_Short task_
Answer these about the text headed "WSJ on US debt":
1. What percentage of individually held stock does the note in brackets say the 5% of stockholders own?
2. According to the article, what does Japan like to do?
3. How much has the U.S. been forced to borrow each day to square the current-account shortfall?
====== Excerpt provided ======
WSJ on US debt

Doug Henwood dhenwood at panix.com
Mon Sep 27 06:20:32 PDT 1999


[When Wysocki says "What's missing here is an acknowledgment that the equities boom of the 1990s has made tens of millions of Americans wealthier" he seems to forget it's made the 5% of stockholders who own 95% of individually held stock wealthier.]

Wall Street Journal - September 27, 1999

The Outlook

NEW YORK - The U.S. and Japan have long been like an old married couple. The U.S. likes to spend. Japan likes to save. And for nearly 20 years, this strangely symbiotic relationship has endured, but not without strain.

These days, there are fresh questions about whether the world's biggest saver will continue to provide relatively cheap, abundant capital to the world's biggest spender.

It's no secret that the U.S. economic expansion of the 1990s has been fueled with wads of borrowed money. Corporations are issuing huge amounts of debt, often to buy back company shares. American consumer debt is enormous. And the spending boom here has generated record trade deficits exceeding $25 billion a month. Squaring the current-account shortfall has forced the U.S. to borrow nearly $1 billion a day. Most of it comes from foreign investors.
====== Information supplied ======
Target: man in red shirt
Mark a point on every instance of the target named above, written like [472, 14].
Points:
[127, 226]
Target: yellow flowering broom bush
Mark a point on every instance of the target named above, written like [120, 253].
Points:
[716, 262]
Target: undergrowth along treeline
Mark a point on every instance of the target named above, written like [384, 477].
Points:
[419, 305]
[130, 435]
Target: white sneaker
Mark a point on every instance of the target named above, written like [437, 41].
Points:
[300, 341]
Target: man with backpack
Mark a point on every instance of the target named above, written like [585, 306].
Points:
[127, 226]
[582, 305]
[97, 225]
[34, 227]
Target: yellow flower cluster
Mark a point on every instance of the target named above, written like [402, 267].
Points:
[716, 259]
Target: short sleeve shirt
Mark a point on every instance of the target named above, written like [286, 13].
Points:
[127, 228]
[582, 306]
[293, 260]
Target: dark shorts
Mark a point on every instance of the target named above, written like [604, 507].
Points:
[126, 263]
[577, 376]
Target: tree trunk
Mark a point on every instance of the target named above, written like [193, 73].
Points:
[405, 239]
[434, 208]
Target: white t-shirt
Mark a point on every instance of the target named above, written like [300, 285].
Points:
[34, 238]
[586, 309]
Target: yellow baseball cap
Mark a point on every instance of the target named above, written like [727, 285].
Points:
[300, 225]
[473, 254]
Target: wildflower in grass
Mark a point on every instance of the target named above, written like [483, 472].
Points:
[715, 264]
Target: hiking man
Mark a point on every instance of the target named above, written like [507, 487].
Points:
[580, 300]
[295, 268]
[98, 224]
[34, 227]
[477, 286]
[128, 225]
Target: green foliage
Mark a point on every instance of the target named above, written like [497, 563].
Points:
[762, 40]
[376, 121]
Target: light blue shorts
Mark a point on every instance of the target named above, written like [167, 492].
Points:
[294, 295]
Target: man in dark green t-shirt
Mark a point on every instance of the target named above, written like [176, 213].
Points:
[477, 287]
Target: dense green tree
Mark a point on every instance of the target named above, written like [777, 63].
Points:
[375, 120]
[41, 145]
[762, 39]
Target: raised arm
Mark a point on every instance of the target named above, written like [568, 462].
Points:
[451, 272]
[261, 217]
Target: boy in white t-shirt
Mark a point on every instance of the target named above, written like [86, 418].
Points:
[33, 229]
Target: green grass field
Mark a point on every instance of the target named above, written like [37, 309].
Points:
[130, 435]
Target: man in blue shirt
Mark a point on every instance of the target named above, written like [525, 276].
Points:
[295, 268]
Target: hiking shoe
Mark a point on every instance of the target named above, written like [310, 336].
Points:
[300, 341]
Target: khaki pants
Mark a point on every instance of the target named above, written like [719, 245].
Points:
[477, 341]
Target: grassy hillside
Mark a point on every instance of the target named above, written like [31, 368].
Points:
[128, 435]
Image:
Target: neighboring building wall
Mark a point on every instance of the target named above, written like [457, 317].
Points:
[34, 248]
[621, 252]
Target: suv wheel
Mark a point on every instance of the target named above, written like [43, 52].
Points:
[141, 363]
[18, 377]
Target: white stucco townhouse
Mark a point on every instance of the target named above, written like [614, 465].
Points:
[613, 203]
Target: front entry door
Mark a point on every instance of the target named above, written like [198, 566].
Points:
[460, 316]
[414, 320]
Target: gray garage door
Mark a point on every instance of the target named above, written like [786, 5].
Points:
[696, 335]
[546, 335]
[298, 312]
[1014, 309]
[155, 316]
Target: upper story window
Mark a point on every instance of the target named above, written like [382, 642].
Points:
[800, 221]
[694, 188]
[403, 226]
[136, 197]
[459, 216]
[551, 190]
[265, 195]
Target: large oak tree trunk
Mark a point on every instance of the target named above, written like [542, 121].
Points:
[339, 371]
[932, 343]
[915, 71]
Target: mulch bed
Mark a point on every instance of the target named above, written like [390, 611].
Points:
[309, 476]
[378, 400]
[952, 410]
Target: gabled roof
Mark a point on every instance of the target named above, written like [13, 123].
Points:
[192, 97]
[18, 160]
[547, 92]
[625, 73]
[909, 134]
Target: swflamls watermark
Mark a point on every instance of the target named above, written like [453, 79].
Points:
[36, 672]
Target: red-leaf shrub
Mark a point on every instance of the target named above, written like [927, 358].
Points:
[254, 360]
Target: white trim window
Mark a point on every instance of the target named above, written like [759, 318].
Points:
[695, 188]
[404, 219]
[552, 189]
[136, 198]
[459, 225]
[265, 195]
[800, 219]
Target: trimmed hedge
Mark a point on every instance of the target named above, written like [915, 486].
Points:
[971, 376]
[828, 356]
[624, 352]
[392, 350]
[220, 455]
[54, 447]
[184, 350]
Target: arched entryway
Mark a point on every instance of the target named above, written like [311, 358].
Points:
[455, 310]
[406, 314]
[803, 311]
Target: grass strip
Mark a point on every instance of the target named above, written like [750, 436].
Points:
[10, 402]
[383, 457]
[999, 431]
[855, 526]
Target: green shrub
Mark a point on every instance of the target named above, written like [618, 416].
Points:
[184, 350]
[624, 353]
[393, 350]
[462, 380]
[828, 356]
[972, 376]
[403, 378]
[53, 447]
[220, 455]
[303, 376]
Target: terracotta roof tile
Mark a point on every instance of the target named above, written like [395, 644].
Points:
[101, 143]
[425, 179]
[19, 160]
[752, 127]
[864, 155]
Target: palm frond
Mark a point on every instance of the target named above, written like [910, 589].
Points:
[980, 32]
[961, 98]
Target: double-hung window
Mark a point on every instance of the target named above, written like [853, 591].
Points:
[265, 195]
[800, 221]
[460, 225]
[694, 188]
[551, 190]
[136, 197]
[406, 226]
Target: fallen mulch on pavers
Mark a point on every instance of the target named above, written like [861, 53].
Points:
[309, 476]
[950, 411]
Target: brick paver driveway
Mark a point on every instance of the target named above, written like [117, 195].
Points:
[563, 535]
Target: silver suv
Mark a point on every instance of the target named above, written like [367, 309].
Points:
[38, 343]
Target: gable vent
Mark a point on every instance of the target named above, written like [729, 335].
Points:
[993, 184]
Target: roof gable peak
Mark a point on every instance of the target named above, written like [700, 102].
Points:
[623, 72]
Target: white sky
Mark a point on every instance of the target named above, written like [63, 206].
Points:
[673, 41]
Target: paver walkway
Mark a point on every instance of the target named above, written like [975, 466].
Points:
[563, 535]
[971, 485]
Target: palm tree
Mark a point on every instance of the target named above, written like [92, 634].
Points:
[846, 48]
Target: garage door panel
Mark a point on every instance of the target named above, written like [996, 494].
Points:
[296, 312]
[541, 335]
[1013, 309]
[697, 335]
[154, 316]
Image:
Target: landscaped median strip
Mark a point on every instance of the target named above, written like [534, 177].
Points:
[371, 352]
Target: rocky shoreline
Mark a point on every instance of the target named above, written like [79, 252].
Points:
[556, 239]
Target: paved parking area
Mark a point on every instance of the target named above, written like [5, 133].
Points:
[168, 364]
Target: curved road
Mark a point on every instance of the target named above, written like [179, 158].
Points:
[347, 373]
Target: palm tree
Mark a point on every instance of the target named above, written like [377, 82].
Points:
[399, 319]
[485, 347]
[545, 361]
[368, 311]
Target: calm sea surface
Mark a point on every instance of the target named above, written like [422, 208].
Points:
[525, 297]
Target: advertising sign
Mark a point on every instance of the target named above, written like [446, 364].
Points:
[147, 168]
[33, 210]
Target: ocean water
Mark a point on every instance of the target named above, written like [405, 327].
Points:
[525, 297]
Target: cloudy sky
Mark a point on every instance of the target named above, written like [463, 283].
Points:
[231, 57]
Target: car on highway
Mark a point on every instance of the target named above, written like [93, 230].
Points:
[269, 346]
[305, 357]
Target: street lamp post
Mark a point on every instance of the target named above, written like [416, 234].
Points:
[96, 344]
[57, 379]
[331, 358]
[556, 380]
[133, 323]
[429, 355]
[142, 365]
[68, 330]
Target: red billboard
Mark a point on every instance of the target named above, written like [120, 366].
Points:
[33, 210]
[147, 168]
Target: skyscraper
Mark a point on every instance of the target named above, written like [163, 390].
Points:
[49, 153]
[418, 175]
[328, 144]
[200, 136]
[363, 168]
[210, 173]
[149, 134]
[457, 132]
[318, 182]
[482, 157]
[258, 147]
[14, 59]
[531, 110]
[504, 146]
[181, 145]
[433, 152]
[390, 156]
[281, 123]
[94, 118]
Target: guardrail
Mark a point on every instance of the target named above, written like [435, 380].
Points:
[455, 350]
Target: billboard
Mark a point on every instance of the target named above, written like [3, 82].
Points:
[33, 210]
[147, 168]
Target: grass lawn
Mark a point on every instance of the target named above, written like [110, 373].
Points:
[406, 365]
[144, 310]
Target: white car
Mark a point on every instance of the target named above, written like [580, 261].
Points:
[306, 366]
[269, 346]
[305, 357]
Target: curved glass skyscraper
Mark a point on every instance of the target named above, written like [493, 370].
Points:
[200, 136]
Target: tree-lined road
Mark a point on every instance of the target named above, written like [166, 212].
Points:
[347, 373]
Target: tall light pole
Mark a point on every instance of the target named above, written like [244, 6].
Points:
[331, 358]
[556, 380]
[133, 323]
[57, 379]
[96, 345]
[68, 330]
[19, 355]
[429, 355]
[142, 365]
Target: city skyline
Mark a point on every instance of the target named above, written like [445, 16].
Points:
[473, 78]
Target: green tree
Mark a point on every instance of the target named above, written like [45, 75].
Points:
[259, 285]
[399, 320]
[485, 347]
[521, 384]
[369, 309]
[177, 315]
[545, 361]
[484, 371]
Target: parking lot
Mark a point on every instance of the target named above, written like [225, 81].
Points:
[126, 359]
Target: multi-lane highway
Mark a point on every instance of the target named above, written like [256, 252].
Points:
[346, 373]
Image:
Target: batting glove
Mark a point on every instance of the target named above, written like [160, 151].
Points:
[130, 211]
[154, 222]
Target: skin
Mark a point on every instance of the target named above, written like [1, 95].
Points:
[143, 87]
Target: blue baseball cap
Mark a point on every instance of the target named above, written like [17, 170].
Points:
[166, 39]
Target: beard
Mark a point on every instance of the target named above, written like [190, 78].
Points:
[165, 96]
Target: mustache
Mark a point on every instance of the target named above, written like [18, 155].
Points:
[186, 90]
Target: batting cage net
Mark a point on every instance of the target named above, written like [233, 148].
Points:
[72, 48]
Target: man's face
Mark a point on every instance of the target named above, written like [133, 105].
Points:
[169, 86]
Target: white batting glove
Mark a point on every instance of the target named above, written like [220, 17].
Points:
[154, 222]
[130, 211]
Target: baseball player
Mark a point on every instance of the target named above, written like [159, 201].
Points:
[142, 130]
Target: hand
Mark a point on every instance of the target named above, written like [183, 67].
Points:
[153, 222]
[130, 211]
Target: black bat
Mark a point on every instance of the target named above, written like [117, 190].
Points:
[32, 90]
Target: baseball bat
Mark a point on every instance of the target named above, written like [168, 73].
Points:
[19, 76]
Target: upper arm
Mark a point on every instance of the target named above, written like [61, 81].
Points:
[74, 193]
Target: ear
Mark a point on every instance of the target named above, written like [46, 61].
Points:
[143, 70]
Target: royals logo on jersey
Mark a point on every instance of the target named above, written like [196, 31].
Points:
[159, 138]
======
_Reply to the task_
1. 95%
2. Save
3. Nearly $1 billion a day